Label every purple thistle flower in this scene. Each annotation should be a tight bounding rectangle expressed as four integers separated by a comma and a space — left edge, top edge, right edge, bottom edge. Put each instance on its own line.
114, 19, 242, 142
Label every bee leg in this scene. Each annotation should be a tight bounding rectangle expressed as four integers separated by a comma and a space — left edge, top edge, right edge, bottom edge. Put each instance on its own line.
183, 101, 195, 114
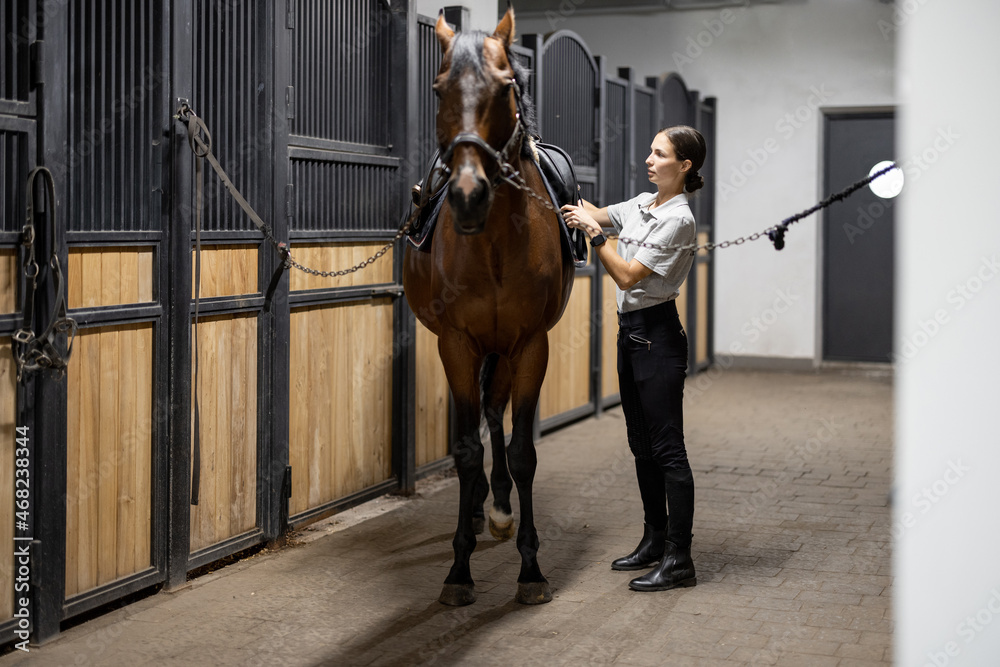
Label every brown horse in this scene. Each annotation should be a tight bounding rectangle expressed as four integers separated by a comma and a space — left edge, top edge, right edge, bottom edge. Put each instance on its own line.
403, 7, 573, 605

* * * * *

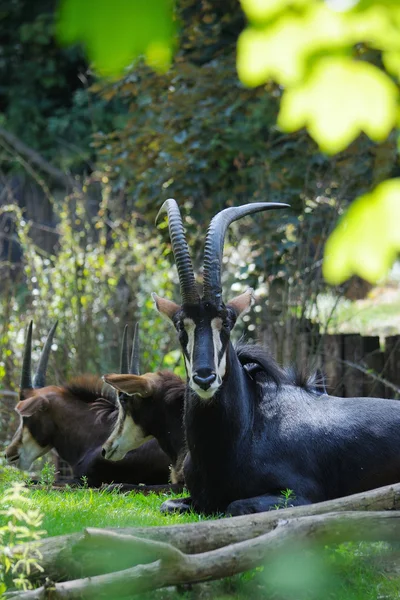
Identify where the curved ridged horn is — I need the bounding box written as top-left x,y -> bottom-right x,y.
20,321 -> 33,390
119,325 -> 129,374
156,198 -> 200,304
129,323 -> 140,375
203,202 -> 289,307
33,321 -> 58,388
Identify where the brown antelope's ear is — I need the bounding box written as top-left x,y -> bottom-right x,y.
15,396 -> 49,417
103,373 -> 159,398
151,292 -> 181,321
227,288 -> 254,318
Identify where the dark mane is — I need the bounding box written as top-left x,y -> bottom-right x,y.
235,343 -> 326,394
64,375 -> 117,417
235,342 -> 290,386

* * * * *

**THE TASK**
Convert the listing from the line containing "Identify where the dark" through the line containing "235,342 -> 290,386", both included, into a Markdown table with the columns Row and Line. Give each line its row number and leave out any blank lines.

**IN RESPONSE**
| Row | Line |
|---|---|
| 1 | Identify where the dark mane is — I need the bounding box written as top-left x,y -> bottom-right x,y. |
| 2 | 235,343 -> 326,394 |
| 3 | 64,375 -> 117,417 |
| 4 | 235,342 -> 290,386 |